COMPARATIVE STUDY
JOURNAL ARTICLE
MULTICENTER STUDY
RANDOMIZED CONTROLLED TRIAL

Comparison of two durations of triple-drug therapy in patients with uncomplicated brucellosis: A randomized controlled trial

Masoomeh Sofian, Ali-Akbar Velayati, Arezoo Aghakhani, Willi McFarland, Ali-Asghar Farazi, Mohammad Banifazl, Ali Eslamifar, Amitis Ramezani
Scandinavian Journal of Infectious Diseases 2014, 46 (8): 573-7
24934986

BACKGROUND: Brucellosis remains the most common zoonotic disease throughout the world and especially in Iran. Several clinical trials have tested different therapeutic regimens for brucellosis, but few have assessed the optimal duration of treatment.

::::

Answer these from the brucellosis trial text above:
1. In which journal and year was the trial published?
2. In which country does the background say brucellosis is especially common?
3. What aspect of treatment does the background say few trials have assessed?

> RECORDED INFORMATION:
::::

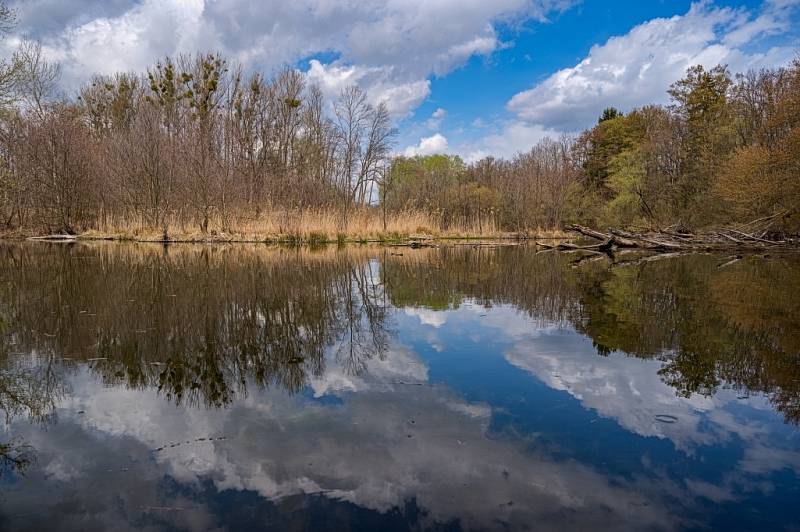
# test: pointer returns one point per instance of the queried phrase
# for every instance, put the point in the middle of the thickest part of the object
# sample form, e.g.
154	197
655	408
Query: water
249	387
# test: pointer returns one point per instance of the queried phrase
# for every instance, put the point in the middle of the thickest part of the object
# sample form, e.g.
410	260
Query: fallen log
667	241
568	246
593	233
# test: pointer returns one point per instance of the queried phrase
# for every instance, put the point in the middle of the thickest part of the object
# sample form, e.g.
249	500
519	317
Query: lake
246	387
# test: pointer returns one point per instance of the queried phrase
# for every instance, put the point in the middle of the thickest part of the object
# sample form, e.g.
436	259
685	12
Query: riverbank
295	227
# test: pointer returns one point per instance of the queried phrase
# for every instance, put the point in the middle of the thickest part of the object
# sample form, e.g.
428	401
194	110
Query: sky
468	77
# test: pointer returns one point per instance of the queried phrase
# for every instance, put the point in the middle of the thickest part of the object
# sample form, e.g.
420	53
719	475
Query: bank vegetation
196	147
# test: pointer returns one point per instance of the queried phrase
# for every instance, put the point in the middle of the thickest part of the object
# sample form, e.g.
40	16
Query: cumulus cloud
391	47
432	145
513	137
435	121
379	82
636	68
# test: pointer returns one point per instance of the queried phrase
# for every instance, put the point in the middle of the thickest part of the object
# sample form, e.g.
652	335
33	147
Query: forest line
196	146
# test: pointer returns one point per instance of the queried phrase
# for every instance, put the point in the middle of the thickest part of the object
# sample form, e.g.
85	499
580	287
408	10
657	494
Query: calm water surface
246	388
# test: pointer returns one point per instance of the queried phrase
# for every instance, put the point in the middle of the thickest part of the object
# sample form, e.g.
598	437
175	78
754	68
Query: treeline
727	149
194	142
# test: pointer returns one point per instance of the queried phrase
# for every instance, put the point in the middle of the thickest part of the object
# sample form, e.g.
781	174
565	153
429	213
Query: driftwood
671	242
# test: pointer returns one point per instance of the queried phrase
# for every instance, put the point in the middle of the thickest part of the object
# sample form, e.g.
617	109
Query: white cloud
428	146
391	47
636	68
435	121
513	137
400	98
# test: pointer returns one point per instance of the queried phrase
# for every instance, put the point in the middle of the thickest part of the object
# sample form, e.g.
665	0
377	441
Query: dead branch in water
668	241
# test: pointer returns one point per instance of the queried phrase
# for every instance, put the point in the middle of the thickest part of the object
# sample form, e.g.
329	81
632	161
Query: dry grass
311	226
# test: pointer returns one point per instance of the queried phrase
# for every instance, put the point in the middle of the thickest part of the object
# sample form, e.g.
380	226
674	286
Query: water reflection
364	388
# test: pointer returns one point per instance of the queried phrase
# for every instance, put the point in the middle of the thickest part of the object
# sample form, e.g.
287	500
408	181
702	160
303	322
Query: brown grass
310	226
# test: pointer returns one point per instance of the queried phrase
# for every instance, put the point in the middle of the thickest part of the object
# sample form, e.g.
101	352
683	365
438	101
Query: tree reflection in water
202	323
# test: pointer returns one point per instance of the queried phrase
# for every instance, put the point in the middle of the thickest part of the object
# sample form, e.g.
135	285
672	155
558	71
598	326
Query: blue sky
471	77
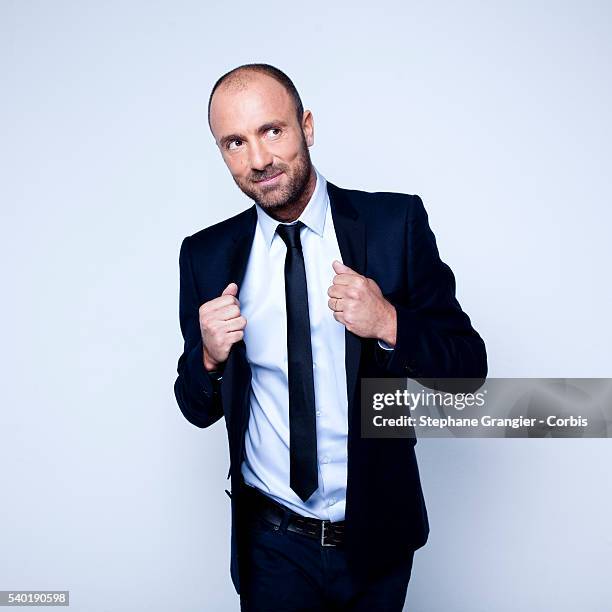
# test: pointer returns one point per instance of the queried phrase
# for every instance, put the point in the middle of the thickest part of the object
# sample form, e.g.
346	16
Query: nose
260	157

::::

> COMPLETED EXERCISE:
1. Scandinavian Journal of Infectious Diseases, 2014.
2. Iran.
3. The optimal duration of treatment.